(Dataset excerpt)
┄┄┄┄┄┄┄┄┄┄┄┄┄┄┄┄┄┄┄┄

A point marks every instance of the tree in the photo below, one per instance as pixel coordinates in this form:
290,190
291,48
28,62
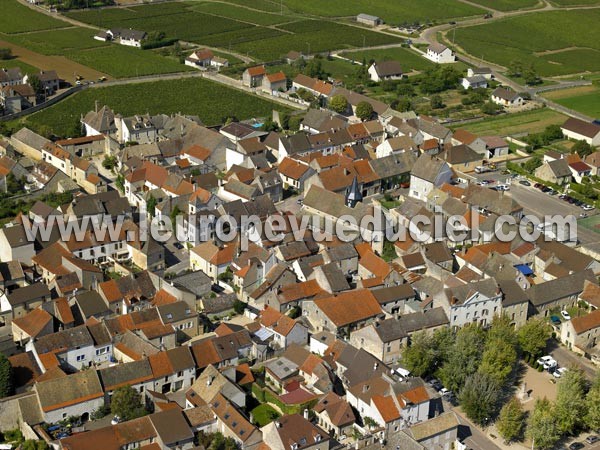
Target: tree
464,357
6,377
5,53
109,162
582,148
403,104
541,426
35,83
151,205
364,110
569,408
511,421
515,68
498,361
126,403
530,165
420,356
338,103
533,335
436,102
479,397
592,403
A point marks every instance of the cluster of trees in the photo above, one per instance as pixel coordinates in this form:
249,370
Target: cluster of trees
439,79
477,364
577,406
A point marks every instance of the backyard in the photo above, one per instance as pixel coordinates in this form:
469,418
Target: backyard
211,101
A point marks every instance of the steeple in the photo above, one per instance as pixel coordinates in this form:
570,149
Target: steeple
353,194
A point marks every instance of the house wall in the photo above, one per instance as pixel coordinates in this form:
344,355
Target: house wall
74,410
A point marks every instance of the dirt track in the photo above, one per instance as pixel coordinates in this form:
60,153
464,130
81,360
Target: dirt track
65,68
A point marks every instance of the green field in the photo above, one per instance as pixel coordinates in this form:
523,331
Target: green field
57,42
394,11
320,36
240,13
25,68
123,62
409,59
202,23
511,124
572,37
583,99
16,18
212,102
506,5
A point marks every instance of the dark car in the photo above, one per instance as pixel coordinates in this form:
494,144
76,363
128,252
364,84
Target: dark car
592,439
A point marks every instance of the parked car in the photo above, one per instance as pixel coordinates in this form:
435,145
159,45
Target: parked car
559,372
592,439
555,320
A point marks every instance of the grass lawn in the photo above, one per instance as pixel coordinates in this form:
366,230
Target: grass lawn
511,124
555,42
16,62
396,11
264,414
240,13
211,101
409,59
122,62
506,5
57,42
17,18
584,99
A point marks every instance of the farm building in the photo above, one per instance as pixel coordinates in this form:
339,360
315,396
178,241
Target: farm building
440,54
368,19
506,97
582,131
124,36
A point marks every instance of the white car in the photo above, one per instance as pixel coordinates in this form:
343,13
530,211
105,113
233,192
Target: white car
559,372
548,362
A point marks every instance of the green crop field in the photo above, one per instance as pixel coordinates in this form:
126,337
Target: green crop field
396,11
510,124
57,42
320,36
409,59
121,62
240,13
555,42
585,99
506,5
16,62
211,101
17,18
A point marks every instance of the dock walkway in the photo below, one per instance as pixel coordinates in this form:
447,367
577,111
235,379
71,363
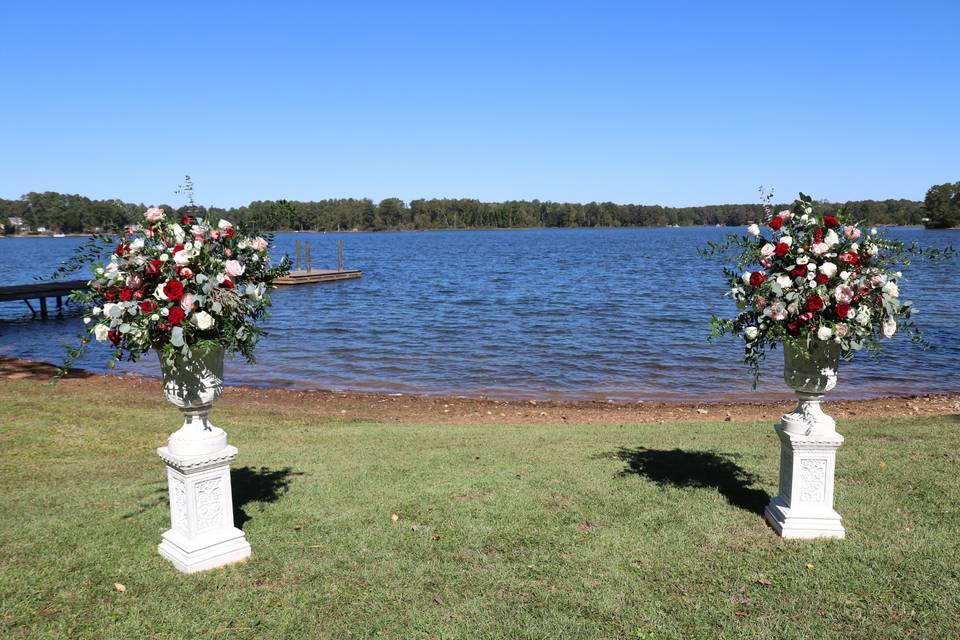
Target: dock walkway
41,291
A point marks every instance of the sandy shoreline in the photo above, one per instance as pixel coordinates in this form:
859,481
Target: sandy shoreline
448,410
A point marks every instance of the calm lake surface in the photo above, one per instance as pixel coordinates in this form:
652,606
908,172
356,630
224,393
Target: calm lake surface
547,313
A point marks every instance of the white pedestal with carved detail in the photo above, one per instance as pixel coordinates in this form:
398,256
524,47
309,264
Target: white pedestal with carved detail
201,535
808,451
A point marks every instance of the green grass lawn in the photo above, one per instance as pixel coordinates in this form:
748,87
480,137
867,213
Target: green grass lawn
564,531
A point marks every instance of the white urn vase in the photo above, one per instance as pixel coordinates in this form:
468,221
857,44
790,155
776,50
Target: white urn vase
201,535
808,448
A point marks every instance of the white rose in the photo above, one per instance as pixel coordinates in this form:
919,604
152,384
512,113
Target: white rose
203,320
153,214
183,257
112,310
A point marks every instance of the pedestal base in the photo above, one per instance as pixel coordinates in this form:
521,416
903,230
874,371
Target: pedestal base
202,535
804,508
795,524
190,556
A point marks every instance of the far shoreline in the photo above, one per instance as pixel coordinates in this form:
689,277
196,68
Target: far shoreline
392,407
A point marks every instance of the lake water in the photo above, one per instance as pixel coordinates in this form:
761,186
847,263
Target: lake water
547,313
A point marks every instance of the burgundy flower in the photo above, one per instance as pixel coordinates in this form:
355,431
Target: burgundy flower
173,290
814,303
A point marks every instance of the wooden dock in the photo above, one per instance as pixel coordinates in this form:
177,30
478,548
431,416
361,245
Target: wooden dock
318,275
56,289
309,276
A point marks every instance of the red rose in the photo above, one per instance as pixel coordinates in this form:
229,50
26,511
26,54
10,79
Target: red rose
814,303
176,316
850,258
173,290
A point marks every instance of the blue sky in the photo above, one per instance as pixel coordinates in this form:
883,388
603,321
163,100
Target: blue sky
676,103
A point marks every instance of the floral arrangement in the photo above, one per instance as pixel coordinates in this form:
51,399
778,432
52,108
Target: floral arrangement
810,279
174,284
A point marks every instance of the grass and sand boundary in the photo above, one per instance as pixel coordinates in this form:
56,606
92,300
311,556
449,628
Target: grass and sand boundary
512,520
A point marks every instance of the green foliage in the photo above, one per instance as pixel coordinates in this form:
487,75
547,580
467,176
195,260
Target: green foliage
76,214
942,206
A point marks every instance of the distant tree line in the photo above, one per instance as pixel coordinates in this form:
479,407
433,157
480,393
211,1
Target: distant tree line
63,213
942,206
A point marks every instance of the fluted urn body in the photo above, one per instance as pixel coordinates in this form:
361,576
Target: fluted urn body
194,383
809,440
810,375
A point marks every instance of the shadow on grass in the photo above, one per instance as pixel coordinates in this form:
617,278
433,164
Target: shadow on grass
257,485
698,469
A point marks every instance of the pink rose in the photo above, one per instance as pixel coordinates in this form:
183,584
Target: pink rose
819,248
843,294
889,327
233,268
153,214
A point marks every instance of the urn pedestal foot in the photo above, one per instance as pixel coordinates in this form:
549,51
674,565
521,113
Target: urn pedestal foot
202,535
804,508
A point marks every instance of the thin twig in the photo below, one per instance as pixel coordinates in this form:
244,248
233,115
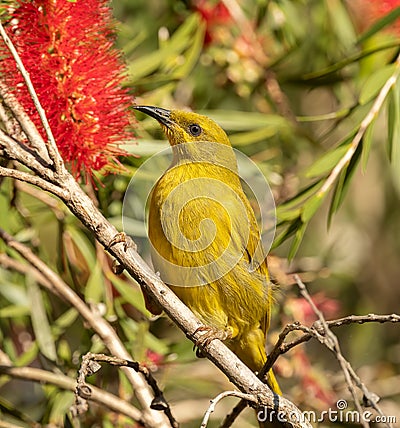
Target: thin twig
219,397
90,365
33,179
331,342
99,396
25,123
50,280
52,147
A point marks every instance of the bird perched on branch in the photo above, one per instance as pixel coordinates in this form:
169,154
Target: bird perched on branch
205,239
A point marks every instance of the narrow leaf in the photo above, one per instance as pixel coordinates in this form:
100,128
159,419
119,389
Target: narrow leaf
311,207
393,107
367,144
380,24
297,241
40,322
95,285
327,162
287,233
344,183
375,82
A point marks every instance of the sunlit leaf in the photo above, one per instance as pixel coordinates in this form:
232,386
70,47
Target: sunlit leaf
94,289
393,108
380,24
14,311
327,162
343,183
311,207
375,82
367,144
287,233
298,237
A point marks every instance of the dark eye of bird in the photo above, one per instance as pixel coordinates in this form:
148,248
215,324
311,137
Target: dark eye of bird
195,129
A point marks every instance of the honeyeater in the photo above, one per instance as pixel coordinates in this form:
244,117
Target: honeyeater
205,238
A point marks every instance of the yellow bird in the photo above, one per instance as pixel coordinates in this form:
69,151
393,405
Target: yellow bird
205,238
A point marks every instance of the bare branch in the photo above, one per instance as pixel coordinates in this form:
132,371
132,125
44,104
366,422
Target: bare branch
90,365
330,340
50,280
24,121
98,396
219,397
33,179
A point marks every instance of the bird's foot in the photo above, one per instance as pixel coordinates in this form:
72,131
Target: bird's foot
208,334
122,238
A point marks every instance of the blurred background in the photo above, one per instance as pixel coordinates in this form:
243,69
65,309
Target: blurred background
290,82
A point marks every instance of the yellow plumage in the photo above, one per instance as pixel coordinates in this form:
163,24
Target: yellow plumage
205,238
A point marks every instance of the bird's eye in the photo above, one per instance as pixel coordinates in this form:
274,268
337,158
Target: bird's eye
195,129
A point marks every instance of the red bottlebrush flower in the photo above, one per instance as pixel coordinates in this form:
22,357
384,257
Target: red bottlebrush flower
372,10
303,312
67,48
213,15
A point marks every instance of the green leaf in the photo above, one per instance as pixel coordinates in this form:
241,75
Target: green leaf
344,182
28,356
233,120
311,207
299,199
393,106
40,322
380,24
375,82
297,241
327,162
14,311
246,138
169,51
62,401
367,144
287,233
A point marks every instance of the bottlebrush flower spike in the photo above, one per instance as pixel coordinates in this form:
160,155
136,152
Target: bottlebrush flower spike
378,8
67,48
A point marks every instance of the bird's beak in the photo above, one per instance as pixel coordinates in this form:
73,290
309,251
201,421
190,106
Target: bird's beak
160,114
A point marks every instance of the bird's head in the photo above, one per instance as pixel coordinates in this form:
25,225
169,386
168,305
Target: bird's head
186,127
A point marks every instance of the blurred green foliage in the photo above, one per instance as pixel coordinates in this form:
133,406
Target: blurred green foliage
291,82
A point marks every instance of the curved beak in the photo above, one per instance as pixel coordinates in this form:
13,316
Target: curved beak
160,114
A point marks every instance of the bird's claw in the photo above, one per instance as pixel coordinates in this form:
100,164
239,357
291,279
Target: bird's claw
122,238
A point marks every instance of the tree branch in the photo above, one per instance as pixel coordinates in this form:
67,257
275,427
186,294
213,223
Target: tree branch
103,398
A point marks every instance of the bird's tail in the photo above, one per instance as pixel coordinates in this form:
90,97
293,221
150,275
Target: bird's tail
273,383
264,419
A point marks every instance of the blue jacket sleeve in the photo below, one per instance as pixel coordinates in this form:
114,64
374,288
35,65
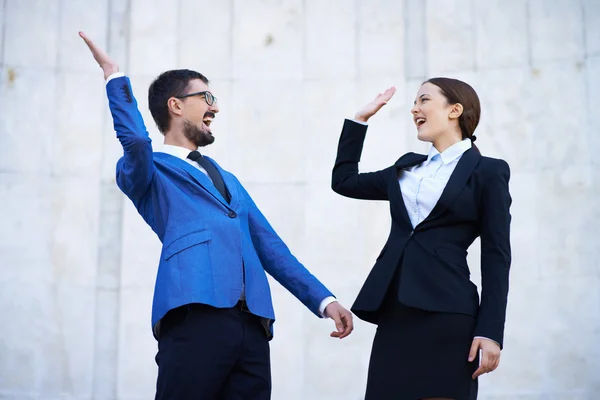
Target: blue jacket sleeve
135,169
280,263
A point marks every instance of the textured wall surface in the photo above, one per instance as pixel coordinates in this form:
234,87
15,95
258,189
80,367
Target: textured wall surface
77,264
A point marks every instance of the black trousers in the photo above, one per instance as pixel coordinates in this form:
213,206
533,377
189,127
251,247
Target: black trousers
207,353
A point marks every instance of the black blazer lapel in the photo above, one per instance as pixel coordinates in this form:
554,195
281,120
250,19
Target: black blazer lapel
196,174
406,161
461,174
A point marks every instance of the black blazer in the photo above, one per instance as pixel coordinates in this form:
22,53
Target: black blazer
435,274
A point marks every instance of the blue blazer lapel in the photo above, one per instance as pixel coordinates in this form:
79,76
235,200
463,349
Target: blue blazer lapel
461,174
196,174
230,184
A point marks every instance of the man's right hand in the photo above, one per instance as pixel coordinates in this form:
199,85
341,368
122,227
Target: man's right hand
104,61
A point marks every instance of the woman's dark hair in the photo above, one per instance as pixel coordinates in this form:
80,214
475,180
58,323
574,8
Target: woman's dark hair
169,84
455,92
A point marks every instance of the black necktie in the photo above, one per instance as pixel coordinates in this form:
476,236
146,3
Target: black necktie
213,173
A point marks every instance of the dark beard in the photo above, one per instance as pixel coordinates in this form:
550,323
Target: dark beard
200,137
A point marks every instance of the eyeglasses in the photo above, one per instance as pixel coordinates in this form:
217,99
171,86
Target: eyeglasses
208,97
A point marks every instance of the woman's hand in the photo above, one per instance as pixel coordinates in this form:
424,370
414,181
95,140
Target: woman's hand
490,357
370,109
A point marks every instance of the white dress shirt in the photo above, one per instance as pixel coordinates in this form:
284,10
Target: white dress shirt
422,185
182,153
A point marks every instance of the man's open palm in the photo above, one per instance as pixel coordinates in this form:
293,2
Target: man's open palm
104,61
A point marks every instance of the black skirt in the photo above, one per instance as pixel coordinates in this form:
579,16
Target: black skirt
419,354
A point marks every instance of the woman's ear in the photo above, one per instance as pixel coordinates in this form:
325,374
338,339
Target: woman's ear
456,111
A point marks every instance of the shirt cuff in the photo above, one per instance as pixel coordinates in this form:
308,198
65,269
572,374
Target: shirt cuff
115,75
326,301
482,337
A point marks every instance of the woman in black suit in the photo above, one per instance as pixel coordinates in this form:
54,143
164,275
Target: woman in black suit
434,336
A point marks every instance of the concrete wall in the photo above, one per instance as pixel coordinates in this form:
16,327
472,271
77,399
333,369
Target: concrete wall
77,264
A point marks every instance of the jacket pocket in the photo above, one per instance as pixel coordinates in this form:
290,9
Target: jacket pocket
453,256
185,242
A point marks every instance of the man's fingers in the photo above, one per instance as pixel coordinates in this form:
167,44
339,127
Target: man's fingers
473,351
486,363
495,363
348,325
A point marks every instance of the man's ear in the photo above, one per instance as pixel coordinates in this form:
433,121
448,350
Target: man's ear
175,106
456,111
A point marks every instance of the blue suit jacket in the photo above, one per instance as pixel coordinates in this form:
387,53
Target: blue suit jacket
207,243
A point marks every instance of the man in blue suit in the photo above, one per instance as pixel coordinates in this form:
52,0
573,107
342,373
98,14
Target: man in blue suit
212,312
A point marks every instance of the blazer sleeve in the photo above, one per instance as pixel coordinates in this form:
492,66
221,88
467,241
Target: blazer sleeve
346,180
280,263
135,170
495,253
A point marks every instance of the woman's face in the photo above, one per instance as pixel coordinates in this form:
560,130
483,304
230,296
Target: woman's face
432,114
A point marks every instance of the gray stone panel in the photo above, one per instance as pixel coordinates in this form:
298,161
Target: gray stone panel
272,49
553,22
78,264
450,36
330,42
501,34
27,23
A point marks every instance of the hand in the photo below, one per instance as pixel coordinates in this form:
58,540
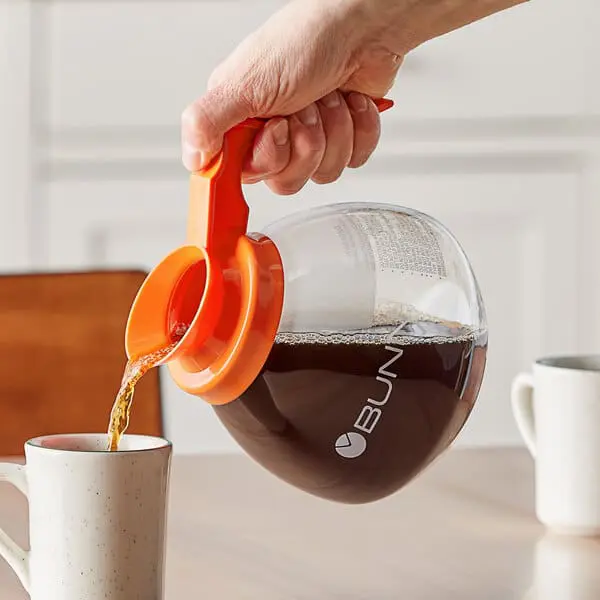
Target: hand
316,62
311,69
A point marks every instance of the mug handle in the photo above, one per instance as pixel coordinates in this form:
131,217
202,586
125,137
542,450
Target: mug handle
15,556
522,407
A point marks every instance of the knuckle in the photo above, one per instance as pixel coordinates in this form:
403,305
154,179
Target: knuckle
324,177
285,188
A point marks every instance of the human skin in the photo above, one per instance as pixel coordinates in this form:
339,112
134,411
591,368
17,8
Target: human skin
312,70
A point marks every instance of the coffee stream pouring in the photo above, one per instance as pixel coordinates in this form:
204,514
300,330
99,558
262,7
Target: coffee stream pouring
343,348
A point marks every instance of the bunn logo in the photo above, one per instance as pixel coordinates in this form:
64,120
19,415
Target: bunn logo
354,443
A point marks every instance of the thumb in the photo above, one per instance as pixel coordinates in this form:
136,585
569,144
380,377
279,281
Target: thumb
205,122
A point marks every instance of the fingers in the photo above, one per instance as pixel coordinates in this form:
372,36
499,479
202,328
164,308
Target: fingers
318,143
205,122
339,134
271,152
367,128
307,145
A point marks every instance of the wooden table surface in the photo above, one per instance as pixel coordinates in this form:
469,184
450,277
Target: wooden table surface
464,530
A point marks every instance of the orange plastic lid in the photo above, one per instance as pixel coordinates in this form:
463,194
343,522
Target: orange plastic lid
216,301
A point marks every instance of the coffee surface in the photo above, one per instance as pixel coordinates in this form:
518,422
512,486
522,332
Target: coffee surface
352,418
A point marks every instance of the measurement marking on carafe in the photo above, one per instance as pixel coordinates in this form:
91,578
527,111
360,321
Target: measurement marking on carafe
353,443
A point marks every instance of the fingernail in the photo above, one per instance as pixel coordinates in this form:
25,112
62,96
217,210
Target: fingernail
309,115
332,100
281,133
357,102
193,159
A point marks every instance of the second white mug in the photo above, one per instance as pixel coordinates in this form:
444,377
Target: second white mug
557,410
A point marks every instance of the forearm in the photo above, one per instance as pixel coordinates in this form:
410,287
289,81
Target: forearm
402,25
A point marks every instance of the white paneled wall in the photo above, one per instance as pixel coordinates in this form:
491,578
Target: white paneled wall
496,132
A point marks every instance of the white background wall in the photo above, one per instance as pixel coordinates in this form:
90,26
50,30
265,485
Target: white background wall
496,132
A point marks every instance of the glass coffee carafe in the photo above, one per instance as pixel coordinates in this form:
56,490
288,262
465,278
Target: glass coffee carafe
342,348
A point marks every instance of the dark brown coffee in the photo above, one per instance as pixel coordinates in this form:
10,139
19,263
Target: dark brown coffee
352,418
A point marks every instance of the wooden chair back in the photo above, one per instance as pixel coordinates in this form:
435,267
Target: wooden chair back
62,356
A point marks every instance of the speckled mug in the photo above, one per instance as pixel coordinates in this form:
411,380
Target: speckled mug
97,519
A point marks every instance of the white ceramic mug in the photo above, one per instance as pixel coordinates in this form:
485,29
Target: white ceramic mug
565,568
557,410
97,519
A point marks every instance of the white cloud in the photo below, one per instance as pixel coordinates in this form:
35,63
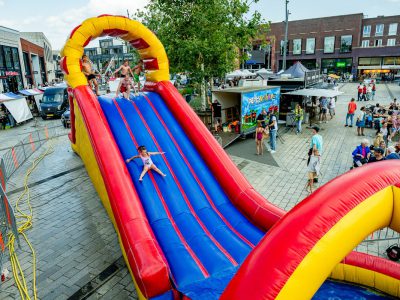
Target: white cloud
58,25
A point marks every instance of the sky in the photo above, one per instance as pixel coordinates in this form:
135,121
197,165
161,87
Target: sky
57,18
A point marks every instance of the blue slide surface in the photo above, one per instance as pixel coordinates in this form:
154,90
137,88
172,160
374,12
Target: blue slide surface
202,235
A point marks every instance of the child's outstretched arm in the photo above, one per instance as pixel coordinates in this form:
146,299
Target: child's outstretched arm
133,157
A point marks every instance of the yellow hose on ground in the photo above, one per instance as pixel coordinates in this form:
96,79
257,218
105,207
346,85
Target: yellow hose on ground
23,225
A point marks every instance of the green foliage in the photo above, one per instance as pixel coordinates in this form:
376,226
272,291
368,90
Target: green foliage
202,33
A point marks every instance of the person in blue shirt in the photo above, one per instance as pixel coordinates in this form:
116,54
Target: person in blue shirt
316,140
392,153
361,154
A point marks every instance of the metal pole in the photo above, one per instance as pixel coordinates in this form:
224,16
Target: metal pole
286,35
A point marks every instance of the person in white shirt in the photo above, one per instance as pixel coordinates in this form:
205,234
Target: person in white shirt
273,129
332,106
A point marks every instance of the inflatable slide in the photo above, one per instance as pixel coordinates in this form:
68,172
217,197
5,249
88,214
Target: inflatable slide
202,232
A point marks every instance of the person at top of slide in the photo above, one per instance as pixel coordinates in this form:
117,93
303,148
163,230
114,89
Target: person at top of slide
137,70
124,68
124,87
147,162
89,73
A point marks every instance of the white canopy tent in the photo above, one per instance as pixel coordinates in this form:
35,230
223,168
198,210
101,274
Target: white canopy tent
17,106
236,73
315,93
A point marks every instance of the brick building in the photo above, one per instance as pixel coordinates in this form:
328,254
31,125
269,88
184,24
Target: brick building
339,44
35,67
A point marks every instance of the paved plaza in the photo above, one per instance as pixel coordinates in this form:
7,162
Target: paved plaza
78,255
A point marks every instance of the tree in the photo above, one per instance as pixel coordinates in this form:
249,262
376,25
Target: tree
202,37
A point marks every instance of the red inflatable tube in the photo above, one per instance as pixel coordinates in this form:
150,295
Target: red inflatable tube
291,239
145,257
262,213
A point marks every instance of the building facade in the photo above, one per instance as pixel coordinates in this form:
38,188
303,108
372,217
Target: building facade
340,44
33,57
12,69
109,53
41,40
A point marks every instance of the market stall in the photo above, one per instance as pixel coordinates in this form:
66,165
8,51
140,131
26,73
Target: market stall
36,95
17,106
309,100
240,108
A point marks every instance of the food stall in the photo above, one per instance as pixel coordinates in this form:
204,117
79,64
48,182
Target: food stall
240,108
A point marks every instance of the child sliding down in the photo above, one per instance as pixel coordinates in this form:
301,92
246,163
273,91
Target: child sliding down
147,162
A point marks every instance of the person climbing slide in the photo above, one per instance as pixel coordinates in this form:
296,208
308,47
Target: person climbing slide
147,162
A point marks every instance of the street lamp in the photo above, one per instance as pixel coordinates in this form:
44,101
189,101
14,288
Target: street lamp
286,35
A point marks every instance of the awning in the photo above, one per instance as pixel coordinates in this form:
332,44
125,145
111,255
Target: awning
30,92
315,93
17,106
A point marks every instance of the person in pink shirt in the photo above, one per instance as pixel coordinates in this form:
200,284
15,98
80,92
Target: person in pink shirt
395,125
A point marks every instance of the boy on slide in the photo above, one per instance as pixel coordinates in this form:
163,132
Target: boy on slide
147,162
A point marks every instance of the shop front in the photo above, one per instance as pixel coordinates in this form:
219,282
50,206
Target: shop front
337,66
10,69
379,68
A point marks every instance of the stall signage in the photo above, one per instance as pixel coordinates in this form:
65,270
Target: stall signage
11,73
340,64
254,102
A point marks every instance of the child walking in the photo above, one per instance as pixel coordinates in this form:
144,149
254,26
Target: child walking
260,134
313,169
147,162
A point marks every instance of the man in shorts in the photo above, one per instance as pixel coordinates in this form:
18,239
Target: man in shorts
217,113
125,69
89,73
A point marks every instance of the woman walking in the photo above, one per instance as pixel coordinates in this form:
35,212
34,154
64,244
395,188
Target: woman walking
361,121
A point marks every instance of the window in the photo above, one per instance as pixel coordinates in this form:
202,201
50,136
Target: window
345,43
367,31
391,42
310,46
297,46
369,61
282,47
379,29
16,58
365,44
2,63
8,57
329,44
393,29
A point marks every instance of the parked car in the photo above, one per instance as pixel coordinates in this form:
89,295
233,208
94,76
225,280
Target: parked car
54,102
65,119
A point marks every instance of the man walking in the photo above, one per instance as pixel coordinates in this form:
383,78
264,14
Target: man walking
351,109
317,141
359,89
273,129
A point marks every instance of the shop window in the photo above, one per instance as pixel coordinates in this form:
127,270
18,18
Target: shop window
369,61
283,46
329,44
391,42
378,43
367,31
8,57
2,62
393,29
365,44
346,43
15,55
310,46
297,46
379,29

┄┄┄┄┄┄┄┄┄┄┄┄┄┄┄┄┄┄┄┄

§ TASK DESCRIPTION
Each line from the one containing "A point marks every instance of the boy" to the final line of the entries above must be returned exactly, and no other line may appear.

§ RESULT OF THE EXERCISE
A point marks every instance of the boy on slide in the photo above, one per instance as pixel coordinates in this form:
163,132
Target: boy on slide
147,162
A point marks every instance of the shop front in the photo above, one per instance as pixel coordinates in this form:
219,282
50,206
Target: shop front
337,66
10,69
379,68
A point marks every instance of the stall signage in the photo above, one per instance as pixel coordinates in this form:
65,270
Target: stall signage
11,73
340,64
254,102
A point marks every instance of the child walking in the photo above, one per instance as pixel coordinates in this form:
144,149
254,26
Target: child walking
260,134
313,169
147,162
A point marks every instance of the man in shorts in the photo above, one per instance as pixel coordinates in this form:
18,239
Target: man in shorts
217,113
125,69
89,73
A point marks every instance of the woman walking in the photo above, one per instance as pixel coordinates in this form:
35,212
34,154
64,244
395,188
Target: woman walking
361,121
A point marks every instance of the window in the photo above, one per instance as pixel coordinates in this form:
202,201
50,136
Target: window
345,43
367,31
391,42
310,46
297,46
369,61
282,47
379,29
16,58
365,44
2,63
8,57
329,44
393,29
A point marks every instance of the parked car in the photo above, one per instance as pixel coordinates in this form:
89,295
233,208
94,76
225,280
Target: parked car
54,102
65,119
A point marks every instance of the man walking in the photo above, one per instance as pixel coordinates in this form:
383,78
264,14
Target: man walking
351,109
317,141
359,89
273,129
A point marks every instance of the shop window in the photo above, one per instance as pixel coordinates in this form:
127,270
18,18
Target: shop window
369,61
283,46
329,44
391,42
378,43
367,31
8,57
2,62
393,29
365,44
346,43
15,55
310,46
297,46
379,29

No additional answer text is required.